Provided text:
----

Mons. Xabier Gómez writes to Rosalía: “I wonder if, when everything falls silent, you find peace or just more noise”

Mons. Xabier Gómez writes to Rosalía: “I wonder if, when everything falls silent, you find peace or just more noise”

In an open letter published in the diocesan magazine Full dominical, Bishop Xabier Gómez García addresses Rosalía with a text loaded with questions about her work, her inner world, and her spiritual search. The prelate points out how the artist manifests a «thirst» that «the world cannot quench, that only God can fill», and describes her as if her art were «a spiritual journey, where creation is a form of pilgrimage toward what transcends».

The bishop writes to her:

«We are so far away… I write to you from this cover as one who throws a message into the sea inside a bottle; who knows if it can reach you. (…) Your lyrics unsettle me, but they also open me to the possibility of a dialogue about the complexity of the human experience. (…)»

With this letter, Mons. Gómez García transcends a mere cultural greeting to pose a challenge: can Rosalía’s art—which is public, media-driven, stylized—also lead to a search for true meaning, inner fullness, beyond the spectacle?

Rosalía’s Artistic Turn: Praises and Criticisms

The bishop’s message is inserted into a moment of artistic transformation for Rosalía. The Catalan, who rose to fame by fusing flamenco with pop and urban music, is experiencing a new phase. As various publications point out: her latest album—titled Lux—is described as a total turn in her career, moving her away from urban pop toward a more ambitious and transcendent work.

On the other hand, it is noted that her staging embraces mysticism and spirituality, facets that until now had been latent, but that now acquire conscious visibility.

An Intersection Between Faith, Art, and Market?

The bishop’s letter precisely raises what other analysts point out in the cultural world: the tension between art that seeks the transcendent and the industry that demands visibility, immediate success, and permanent renewal. In Rosalía’s case, the ecclesial invitation (to seek inner peace, to face silence) overlaps with the media discourse (to reinvent oneself, produce, stand out).

For the Church—and this is evident in the letter—the true art has a spiritual dimension, not just aesthetic or commercial. And in that sense, Rosalía’s work becomes a terrain of dialogue or conflict. Can an artist who operates on a large scale also assume that inner journey? Or is the risk that the spectacle replaces the mystery, and the “thirst” remains unsatisfied?

----

Exercise instructions:
A: Echo the passage of the article on the bishop's letter to Rosalía starting at "The bishop writes" and ending at "beyond the spectacle?".
B: According to the article on the bishop's letter to Rosalía, in what diocesan magazine was the open letter published?
C: Pick up the article on the bishop's letter to Rosalía after its final sentence and keep writing.

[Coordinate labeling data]

----

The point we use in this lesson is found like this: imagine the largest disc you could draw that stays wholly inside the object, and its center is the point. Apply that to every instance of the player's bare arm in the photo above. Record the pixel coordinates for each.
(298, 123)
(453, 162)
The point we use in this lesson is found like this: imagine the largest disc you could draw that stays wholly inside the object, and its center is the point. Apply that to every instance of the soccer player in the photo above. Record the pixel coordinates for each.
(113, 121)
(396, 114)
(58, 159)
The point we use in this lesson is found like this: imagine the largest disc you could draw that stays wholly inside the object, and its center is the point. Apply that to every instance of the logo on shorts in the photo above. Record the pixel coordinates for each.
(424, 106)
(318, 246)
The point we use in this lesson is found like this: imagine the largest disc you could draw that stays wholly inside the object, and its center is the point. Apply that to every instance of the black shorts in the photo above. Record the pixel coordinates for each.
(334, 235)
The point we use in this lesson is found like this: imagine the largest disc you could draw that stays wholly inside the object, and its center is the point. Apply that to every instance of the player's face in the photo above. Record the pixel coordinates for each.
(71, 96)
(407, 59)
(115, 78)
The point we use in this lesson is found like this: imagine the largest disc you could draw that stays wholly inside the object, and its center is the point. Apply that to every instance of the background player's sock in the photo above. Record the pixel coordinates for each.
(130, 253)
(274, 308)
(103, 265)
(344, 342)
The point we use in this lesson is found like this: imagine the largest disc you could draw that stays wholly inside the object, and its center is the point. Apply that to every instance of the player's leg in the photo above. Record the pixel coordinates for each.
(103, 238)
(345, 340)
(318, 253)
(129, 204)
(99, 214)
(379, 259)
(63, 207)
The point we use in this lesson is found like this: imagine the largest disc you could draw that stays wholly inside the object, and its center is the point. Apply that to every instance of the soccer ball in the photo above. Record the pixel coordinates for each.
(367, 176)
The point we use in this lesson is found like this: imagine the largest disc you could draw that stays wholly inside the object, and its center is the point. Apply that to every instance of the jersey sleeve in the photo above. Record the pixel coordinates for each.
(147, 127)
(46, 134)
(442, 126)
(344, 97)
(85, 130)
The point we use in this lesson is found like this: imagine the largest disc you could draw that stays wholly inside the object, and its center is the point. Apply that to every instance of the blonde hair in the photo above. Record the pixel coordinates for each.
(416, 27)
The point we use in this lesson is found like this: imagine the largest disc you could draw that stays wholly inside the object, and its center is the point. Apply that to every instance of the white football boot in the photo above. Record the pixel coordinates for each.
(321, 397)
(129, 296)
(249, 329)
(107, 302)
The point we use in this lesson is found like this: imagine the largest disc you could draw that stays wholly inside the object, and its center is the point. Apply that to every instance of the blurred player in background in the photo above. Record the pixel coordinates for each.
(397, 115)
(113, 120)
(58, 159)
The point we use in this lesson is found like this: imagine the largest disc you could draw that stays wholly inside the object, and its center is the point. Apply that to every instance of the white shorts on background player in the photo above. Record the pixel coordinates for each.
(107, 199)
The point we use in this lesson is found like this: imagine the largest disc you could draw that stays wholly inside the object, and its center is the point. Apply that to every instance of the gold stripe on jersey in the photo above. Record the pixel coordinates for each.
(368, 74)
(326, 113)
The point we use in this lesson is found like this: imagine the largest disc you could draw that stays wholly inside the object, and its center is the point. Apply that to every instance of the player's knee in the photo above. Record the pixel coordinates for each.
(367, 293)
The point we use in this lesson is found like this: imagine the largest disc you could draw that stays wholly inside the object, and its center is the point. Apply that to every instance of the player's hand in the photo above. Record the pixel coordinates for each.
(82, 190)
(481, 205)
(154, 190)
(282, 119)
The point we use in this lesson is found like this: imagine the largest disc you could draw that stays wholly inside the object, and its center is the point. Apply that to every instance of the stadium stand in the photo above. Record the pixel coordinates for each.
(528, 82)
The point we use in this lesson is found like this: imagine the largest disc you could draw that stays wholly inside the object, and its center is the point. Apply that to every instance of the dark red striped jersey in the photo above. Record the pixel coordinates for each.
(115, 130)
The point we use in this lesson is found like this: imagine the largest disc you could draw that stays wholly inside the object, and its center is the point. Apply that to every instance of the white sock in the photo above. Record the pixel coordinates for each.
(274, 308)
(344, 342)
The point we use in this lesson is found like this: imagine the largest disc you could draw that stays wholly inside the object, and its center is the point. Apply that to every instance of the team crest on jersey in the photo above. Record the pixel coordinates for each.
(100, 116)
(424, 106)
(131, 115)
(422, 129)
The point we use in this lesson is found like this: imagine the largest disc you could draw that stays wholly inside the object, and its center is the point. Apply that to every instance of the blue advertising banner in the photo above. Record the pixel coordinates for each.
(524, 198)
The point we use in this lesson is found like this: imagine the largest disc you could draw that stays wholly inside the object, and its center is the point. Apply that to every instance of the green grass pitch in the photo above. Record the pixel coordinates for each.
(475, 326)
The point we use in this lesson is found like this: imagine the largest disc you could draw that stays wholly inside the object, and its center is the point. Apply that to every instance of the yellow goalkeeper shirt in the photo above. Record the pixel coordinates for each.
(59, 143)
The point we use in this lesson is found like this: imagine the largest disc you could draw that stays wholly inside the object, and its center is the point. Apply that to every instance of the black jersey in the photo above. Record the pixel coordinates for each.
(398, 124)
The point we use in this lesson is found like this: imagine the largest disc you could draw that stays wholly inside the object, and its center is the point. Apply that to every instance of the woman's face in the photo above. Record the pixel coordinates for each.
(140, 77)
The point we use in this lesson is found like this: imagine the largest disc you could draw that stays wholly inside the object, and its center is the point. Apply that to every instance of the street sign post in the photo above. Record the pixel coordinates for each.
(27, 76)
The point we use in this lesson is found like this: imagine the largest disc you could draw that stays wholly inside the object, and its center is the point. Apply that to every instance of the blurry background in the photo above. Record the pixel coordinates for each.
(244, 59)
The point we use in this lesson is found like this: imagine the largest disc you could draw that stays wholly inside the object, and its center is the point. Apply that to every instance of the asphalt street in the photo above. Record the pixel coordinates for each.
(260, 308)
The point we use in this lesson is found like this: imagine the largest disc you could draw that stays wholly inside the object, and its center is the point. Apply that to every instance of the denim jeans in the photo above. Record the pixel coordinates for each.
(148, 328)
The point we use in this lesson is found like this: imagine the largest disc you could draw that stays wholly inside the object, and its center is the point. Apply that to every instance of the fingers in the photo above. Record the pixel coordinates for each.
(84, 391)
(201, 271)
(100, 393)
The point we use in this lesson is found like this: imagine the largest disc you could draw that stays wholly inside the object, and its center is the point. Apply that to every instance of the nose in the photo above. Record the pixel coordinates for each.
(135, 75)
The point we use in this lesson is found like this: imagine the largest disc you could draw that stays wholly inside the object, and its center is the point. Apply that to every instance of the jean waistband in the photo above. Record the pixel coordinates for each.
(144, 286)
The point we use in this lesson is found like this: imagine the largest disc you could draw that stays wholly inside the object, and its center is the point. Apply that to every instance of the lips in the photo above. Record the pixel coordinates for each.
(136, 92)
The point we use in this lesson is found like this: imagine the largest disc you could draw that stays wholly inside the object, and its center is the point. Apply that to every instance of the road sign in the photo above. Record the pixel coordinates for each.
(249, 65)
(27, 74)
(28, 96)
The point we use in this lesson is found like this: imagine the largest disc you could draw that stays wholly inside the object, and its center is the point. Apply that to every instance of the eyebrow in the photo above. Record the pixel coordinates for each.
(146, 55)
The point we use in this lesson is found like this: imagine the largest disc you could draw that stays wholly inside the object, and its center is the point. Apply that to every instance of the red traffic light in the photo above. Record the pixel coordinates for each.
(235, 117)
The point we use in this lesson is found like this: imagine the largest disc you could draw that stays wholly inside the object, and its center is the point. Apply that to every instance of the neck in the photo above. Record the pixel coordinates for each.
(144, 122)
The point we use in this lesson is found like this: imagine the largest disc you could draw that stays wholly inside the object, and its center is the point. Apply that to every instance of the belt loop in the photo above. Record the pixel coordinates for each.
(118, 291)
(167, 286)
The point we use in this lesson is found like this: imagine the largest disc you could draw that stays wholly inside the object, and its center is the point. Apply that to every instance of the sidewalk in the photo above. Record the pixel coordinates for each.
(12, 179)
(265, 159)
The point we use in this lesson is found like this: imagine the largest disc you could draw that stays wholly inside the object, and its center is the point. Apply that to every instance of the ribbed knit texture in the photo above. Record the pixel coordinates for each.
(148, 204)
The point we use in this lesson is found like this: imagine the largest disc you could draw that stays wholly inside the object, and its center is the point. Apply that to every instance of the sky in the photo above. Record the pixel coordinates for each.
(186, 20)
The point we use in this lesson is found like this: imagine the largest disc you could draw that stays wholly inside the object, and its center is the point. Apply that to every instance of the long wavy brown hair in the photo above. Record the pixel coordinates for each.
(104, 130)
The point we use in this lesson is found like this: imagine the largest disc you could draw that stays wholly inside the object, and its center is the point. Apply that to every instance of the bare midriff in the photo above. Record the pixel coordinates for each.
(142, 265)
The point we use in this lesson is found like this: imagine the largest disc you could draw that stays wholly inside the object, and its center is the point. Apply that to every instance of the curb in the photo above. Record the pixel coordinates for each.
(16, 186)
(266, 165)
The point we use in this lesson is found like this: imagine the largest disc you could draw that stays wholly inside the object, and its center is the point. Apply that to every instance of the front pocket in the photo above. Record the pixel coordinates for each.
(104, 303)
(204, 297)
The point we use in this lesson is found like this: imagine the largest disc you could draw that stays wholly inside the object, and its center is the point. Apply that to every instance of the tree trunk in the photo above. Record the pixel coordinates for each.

----

Exercise results:
A:
The bishop writes to her:

«We are so far away… I write to you from this cover as one who throws a message into the sea inside a bottle; who knows if it can reach you. (…) Your lyrics unsettle me, but they also open me to the possibility of a dialogue about the complexity of the human experience. (…)»

With this letter, Mons. Gómez García transcends a mere cultural greeting to pose a challenge: can Rosalía’s art—which is public, media-driven, stylized—also lead to a search for true meaning, inner fullness, beyond the spectacle?

B: Full dominical.

C:
The bishop expresses it clearly: «If you don’t loosen the moorings, it won’t be easy to reach the port you long for». And this is no minor metaphor in the ecclesial world: it speaks of conversion, detachment, tension between the ephemeral and the eternal.

Religious Inspiration

Rosalía has explained the symbolic meaning of the cover of her new album, LUX, in which she appears covered with a veil similar to the habit of nuns. In an interview in Mexico City, she referred to the creative process and the inspiration she had, “I think that image was the one that best represented the project. It reflects that spiritual search and that sense of commitment. The habit, that piece that nuns wear on their heads, represents a dedication to a chosen cause, something to which life has been devoted”, the artist declared. “In my case, I feel very devoted to music. I dedicate my life to it with deep devotion. It is a different form, but also a commitment from respect and admiration toward them, not from provocation”.

Rosalía added that many women were her inspiration for LUX: “They were saints, many of them nuns who were also artists, women who lived in a very unconventional way”. She especially mentioned Saint Hildegard of Bingen, 12th-century Benedictine abbess, mystic, and composer: “She was an incredible polymath nun. She had visions and created in a way that, even today, still makes sense and continues to be deeply inspiring”.

Beauty as a Sign of the Eternal

The dialogue between art and faith that emerges from the artist’s new work and Mons. Gómez García’s letter finds a deep echo in the thought of Léon Bloy, the French writer who denounced the banalization of beauty and art detached from their divine root. For Bloy, true aesthetics could not be reduced to taste or success, but had to be a reflection of the Absolute. “There is only one sadness—he wrote—the one of not being saints” in the conclusion of his book «La mujer pobre». In his vision, authentic beauty is a call to conversion, not an end in itself.

Bloy saw in the artist a kind of prophet of Beauty, whose mission is to reveal the invisible through the visible. That is why he warned that art without faith becomes artifice: a mirror that no longer reflects the sky, but only man. “Beauty—he said—is not an adornment of the world, but its sacrament”.

In that key, the letter from the Bishop of Sant Feliu can be read as an invitation for Rosalía’s art not to remain on the aesthetic surface, but to delve into the thirst for the infinite that beats in every truly beautiful work. The figure of Saint Hildegard, mentioned by the artist herself, precisely represents that synthesis between contemplation and creation, where beauty does not distract from the mystery, but leads toward it.

Mons. Gómez García concludes his letter with an invitation to reflect on the inner search and surrender upon recognizing the mystery hidden in silence:

«There are silences that speak more than a thousand songs. I wonder if, when everything falls silent, you find peace or only more noise. Perhaps the answer is not outside, but inside you.»

We leave below the complete letter from Mons. Gómez García:

We are so far away… I write to you from this cover as one who throws a message into the sea inside a bottle; who knows if it can reach you.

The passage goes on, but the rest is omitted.